Recast every line of the entries below as a Markdown table with the columns "No." and "Line", numbering the rows in order and leaving out blank lines.

/---

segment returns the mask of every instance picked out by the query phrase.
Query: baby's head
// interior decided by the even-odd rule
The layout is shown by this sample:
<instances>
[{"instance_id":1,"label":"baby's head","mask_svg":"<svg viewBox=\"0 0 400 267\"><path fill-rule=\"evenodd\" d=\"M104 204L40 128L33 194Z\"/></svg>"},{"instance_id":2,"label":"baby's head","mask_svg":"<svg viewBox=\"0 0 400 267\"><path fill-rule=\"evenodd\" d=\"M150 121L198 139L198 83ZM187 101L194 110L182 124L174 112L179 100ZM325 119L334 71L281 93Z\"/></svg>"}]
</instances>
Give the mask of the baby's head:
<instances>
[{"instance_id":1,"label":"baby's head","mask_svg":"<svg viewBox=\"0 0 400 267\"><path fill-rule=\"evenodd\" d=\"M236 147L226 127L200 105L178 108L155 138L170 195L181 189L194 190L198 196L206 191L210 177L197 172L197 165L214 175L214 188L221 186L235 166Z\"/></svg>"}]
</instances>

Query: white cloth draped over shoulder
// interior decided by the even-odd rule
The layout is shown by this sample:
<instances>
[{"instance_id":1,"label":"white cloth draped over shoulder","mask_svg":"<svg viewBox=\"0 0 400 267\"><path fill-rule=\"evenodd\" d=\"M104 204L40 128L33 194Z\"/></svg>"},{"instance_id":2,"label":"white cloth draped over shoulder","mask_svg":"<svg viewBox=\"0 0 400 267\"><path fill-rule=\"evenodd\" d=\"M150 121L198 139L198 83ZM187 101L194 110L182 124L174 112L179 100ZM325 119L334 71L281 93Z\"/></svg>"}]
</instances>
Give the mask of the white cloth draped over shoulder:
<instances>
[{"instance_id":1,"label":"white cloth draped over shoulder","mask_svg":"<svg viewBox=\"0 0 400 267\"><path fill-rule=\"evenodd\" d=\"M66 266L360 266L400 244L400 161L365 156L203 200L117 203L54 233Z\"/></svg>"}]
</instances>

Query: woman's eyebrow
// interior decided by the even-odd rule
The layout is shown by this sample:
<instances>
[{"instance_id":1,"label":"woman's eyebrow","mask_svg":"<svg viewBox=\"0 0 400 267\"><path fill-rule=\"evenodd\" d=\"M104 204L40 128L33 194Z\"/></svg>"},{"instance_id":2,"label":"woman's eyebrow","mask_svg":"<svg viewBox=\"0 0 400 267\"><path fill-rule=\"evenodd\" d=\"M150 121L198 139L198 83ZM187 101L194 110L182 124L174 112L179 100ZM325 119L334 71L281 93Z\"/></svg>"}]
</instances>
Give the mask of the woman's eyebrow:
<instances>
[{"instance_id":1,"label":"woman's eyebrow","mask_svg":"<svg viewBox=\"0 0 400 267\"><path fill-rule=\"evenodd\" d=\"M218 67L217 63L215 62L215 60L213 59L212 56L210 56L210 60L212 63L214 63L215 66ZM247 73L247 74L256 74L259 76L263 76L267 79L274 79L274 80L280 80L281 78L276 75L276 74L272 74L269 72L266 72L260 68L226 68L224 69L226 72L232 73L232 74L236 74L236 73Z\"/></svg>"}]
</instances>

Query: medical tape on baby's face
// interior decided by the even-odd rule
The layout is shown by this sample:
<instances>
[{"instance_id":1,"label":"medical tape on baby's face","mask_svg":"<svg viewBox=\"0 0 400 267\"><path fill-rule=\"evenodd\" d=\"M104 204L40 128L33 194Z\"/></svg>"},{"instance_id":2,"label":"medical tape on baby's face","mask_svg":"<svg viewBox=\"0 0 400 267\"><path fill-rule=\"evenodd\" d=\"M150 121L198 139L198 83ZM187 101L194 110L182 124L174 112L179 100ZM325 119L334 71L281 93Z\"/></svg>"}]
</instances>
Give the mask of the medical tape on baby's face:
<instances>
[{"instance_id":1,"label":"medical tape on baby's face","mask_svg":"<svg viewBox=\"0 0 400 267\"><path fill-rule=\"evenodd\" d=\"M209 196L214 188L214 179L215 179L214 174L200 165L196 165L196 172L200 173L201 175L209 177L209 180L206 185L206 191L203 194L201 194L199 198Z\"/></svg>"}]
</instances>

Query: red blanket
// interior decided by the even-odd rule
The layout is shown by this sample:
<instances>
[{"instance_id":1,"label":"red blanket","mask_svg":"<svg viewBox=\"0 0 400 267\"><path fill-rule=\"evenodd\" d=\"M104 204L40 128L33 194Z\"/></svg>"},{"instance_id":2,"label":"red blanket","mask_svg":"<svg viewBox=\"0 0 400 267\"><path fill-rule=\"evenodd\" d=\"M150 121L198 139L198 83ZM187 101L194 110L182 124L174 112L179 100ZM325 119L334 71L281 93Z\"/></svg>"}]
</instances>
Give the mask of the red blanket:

\---

Answer in full>
| No. | Line |
|---|---|
| 1 | segment returns the mask of every instance picked out by the query phrase. |
| 2 | Query: baby's head |
| 3 | // interior decided by the even-odd rule |
| 4 | The layout is shown by this sample: |
| 5 | <instances> |
| 6 | [{"instance_id":1,"label":"baby's head","mask_svg":"<svg viewBox=\"0 0 400 267\"><path fill-rule=\"evenodd\" d=\"M104 204L40 128L33 194Z\"/></svg>"},{"instance_id":2,"label":"baby's head","mask_svg":"<svg viewBox=\"0 0 400 267\"><path fill-rule=\"evenodd\" d=\"M150 121L198 139L198 83ZM187 101L194 110L182 124L174 112L179 100ZM325 119L334 71L281 93Z\"/></svg>"}] |
| 7 | </instances> |
| 8 | Give the mask of the baby's head: |
| 9 | <instances> |
| 10 | [{"instance_id":1,"label":"baby's head","mask_svg":"<svg viewBox=\"0 0 400 267\"><path fill-rule=\"evenodd\" d=\"M236 147L226 127L200 105L178 108L155 138L170 195L181 189L194 190L198 196L206 191L210 177L197 172L197 165L214 175L214 188L221 186L235 166Z\"/></svg>"}] |
| 11 | </instances> |
| 12 | Query: white cloth draped over shoulder |
| 13 | // interior decided by the even-odd rule |
| 14 | The layout is shown by this sample: |
| 15 | <instances> |
| 16 | [{"instance_id":1,"label":"white cloth draped over shoulder","mask_svg":"<svg viewBox=\"0 0 400 267\"><path fill-rule=\"evenodd\" d=\"M104 204L40 128L33 194Z\"/></svg>"},{"instance_id":2,"label":"white cloth draped over shoulder","mask_svg":"<svg viewBox=\"0 0 400 267\"><path fill-rule=\"evenodd\" d=\"M150 121L198 139L198 83ZM187 101L194 110L182 124L174 112L179 100ZM325 119L334 71L281 93Z\"/></svg>"}] |
| 17 | </instances> |
| 18 | Give the mask of the white cloth draped over shoulder: |
| 19 | <instances> |
| 20 | [{"instance_id":1,"label":"white cloth draped over shoulder","mask_svg":"<svg viewBox=\"0 0 400 267\"><path fill-rule=\"evenodd\" d=\"M66 266L360 266L400 244L400 161L365 156L203 200L117 203L54 233Z\"/></svg>"}] |
| 21 | </instances> |
| 22 | Query: woman's eyebrow |
| 23 | // interior decided by the even-odd rule |
| 24 | The layout is shown by this sample: |
| 25 | <instances> |
| 26 | [{"instance_id":1,"label":"woman's eyebrow","mask_svg":"<svg viewBox=\"0 0 400 267\"><path fill-rule=\"evenodd\" d=\"M104 204L40 128L33 194Z\"/></svg>"},{"instance_id":2,"label":"woman's eyebrow","mask_svg":"<svg viewBox=\"0 0 400 267\"><path fill-rule=\"evenodd\" d=\"M150 121L198 139L198 83ZM187 101L194 110L182 124L174 112L179 100ZM325 119L334 71L281 93Z\"/></svg>"}] |
| 27 | </instances> |
| 28 | Give the mask of the woman's eyebrow: |
| 29 | <instances> |
| 30 | [{"instance_id":1,"label":"woman's eyebrow","mask_svg":"<svg viewBox=\"0 0 400 267\"><path fill-rule=\"evenodd\" d=\"M218 67L217 63L215 62L215 60L213 59L212 56L210 56L210 60L212 63L214 63L215 66ZM247 73L247 74L256 74L259 76L263 76L267 79L274 79L274 80L280 80L281 78L276 75L276 74L272 74L269 72L266 72L260 68L226 68L224 69L226 72L232 73L232 74L236 74L236 73Z\"/></svg>"}] |
| 31 | </instances> |
| 32 | Query: medical tape on baby's face |
| 33 | // interior decided by the even-odd rule |
| 34 | The layout is shown by this sample: |
| 35 | <instances> |
| 36 | [{"instance_id":1,"label":"medical tape on baby's face","mask_svg":"<svg viewBox=\"0 0 400 267\"><path fill-rule=\"evenodd\" d=\"M104 204L40 128L33 194Z\"/></svg>"},{"instance_id":2,"label":"medical tape on baby's face","mask_svg":"<svg viewBox=\"0 0 400 267\"><path fill-rule=\"evenodd\" d=\"M150 121L198 139L198 83ZM187 101L194 110L182 124L174 112L179 100ZM325 119L334 71L281 93Z\"/></svg>"}] |
| 37 | </instances> |
| 38 | Give the mask of the medical tape on baby's face: |
| 39 | <instances> |
| 40 | [{"instance_id":1,"label":"medical tape on baby's face","mask_svg":"<svg viewBox=\"0 0 400 267\"><path fill-rule=\"evenodd\" d=\"M209 196L214 188L214 179L215 179L214 174L200 165L196 165L196 172L200 173L201 175L209 177L209 180L206 185L206 191L203 194L201 194L199 198Z\"/></svg>"}] |
| 41 | </instances> |
| 42 | Query: red blanket |
| 43 | // interior decided by the even-odd rule |
| 44 | The layout is shown by this sample: |
| 45 | <instances> |
| 46 | [{"instance_id":1,"label":"red blanket","mask_svg":"<svg viewBox=\"0 0 400 267\"><path fill-rule=\"evenodd\" d=\"M104 204L40 128L33 194Z\"/></svg>"},{"instance_id":2,"label":"red blanket","mask_svg":"<svg viewBox=\"0 0 400 267\"><path fill-rule=\"evenodd\" d=\"M150 121L198 139L198 83ZM187 101L194 110L182 124L174 112L179 100ZM325 119L334 71L281 93Z\"/></svg>"}] |
| 47 | </instances> |
| 48 | Give the mask of the red blanket: |